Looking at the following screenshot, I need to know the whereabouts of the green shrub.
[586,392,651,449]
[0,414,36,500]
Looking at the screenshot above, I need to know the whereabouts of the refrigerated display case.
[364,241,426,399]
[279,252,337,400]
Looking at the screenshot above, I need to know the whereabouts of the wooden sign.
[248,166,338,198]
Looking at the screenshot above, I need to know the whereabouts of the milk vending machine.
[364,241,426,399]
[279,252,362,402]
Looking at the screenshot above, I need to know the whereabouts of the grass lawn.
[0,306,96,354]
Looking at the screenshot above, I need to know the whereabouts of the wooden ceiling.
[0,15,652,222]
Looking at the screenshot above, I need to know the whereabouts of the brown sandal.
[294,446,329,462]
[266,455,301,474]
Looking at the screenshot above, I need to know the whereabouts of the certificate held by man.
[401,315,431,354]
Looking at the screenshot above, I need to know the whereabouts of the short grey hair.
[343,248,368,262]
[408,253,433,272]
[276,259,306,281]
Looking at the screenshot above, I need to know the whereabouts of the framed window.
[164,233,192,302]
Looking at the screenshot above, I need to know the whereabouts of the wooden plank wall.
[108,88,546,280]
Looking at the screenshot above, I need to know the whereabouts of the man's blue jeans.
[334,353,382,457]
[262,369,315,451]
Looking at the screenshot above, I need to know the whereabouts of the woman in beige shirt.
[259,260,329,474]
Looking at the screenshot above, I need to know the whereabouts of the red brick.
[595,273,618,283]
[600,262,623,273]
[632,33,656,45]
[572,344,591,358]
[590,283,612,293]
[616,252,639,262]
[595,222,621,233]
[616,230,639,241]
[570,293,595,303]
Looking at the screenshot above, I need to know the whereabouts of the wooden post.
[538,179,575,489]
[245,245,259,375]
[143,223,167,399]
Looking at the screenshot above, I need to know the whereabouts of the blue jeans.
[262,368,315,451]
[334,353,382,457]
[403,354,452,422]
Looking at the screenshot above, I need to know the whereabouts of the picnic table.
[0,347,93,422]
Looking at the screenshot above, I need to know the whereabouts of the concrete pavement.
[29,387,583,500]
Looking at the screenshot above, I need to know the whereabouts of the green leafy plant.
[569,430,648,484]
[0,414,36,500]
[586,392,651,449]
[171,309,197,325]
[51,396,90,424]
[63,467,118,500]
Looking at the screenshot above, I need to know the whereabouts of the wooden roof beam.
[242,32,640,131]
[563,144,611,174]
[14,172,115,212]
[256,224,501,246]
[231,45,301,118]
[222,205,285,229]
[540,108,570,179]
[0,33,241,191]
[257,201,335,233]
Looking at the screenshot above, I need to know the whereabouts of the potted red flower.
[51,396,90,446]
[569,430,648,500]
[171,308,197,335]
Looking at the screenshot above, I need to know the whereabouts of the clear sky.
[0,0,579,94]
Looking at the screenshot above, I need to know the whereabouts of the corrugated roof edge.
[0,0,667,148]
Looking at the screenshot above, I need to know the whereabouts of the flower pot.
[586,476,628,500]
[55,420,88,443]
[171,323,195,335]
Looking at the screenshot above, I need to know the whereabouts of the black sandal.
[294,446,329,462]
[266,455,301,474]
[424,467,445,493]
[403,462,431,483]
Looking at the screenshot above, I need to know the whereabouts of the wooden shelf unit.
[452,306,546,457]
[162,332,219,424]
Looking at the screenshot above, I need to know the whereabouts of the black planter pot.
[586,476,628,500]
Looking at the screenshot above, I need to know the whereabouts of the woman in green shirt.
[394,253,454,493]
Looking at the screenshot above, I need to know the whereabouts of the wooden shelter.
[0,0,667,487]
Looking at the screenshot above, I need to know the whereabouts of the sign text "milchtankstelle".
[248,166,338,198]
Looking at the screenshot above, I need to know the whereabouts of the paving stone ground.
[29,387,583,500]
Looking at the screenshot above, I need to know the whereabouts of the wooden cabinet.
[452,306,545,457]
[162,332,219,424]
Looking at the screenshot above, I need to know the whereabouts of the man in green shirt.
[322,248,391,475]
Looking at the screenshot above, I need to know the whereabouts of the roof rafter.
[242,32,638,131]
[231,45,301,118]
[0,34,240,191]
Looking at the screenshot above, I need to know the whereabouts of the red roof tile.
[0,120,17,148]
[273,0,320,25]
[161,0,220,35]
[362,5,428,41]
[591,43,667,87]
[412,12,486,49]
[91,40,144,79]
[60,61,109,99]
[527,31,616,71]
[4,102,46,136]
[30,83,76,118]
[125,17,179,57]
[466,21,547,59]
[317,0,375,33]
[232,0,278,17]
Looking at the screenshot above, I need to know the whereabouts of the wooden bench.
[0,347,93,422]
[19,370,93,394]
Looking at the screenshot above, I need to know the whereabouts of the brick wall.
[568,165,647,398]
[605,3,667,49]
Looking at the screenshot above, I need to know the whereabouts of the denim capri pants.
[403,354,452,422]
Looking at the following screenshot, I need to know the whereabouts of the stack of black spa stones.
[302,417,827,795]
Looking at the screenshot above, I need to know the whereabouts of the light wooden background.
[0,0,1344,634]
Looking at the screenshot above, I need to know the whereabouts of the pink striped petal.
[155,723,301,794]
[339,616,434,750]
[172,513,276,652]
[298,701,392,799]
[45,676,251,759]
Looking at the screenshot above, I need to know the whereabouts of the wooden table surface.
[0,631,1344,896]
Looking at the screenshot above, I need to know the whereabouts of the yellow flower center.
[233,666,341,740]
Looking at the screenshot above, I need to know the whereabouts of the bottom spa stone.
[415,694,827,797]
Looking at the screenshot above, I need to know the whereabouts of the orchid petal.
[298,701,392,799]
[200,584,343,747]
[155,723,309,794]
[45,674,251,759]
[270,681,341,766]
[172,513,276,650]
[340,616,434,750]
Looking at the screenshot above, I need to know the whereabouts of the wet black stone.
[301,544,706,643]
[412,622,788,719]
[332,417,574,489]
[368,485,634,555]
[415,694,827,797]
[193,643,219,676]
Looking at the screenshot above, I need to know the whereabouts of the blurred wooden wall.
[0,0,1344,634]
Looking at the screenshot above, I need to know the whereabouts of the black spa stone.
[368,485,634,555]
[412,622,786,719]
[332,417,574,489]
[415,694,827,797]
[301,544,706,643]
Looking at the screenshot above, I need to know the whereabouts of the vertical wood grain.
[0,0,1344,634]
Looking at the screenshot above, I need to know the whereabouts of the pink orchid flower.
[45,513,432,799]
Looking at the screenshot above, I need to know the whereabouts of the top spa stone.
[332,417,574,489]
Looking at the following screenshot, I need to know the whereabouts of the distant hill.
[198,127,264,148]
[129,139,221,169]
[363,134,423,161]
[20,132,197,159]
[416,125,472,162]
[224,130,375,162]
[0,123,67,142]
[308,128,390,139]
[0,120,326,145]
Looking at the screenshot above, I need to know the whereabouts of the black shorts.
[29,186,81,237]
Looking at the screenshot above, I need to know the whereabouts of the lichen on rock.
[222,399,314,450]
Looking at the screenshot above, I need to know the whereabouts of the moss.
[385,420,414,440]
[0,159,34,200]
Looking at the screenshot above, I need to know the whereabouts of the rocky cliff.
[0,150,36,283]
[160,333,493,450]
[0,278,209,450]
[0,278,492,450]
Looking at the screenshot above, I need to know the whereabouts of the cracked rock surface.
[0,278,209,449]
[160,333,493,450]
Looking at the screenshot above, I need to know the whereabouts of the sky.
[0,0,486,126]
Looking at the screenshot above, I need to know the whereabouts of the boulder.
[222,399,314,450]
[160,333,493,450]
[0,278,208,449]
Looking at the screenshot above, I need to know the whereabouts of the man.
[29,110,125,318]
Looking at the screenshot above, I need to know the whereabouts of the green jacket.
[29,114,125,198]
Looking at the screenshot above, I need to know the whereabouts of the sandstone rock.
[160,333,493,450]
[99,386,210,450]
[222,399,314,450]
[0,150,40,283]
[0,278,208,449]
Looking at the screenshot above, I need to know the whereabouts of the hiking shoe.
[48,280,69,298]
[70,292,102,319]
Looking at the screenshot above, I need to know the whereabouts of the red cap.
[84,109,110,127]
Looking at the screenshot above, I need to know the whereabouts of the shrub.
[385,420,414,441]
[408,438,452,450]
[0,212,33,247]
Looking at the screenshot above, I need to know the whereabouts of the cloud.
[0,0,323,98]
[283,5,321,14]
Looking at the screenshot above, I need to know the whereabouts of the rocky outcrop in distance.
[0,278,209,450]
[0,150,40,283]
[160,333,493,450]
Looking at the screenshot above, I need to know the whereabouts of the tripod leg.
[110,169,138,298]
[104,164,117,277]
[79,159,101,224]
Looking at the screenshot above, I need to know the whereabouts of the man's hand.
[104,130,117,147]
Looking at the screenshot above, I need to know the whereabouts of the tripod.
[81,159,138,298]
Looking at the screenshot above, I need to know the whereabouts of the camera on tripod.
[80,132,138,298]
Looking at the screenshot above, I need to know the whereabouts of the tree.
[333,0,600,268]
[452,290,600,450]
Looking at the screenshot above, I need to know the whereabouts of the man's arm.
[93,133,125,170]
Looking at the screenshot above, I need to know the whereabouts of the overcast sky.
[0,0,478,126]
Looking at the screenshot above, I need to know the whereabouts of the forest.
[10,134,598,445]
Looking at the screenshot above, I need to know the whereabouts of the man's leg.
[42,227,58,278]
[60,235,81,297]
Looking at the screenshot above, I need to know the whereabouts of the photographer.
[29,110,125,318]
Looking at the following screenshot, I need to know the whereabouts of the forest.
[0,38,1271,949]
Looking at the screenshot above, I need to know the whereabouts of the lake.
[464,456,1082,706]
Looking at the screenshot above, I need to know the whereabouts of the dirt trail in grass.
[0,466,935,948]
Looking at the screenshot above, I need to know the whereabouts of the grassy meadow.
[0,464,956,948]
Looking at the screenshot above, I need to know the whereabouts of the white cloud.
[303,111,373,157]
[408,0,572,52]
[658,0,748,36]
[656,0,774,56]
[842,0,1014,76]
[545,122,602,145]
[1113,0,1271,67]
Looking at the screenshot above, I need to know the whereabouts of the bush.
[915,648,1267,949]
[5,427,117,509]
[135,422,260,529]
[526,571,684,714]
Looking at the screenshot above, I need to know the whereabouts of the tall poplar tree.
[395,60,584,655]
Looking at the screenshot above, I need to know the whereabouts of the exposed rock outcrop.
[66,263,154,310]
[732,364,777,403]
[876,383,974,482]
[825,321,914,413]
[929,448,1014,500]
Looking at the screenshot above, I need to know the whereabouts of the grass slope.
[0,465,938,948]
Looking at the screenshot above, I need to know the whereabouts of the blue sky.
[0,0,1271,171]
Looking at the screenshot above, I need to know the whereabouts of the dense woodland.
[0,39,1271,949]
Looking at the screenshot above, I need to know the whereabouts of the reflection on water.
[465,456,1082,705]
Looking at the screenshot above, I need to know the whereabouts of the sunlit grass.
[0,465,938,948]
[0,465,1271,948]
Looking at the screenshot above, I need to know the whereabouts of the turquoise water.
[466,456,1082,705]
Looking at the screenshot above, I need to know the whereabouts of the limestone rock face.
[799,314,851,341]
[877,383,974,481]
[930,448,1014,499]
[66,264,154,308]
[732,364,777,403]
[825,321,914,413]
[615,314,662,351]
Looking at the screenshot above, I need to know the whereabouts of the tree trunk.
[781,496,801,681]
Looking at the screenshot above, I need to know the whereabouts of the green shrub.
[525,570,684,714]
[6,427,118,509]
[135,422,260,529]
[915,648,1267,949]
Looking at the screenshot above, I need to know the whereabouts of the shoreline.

########################################

- **Work instructions**
Transcribe the material verbatim from its beginning up to and including the line containing "[0,306,96,354]".

- **Solution for this task**
Looking at the following screenshot, I need to know the whereabouts of the green shrub.
[586,392,651,449]
[0,414,36,500]
Looking at the screenshot above, I need to know the whereabouts of the refrigerated display case.
[364,241,426,399]
[279,252,337,400]
Looking at the screenshot above, I need to know the whereabouts of the wooden sign.
[248,166,338,198]
Looking at the screenshot above, I need to know the whereabouts of the milk vending machine.
[364,241,426,399]
[279,252,362,402]
Looking at the screenshot above, I need to know the whereabouts of the grass lawn.
[0,306,96,354]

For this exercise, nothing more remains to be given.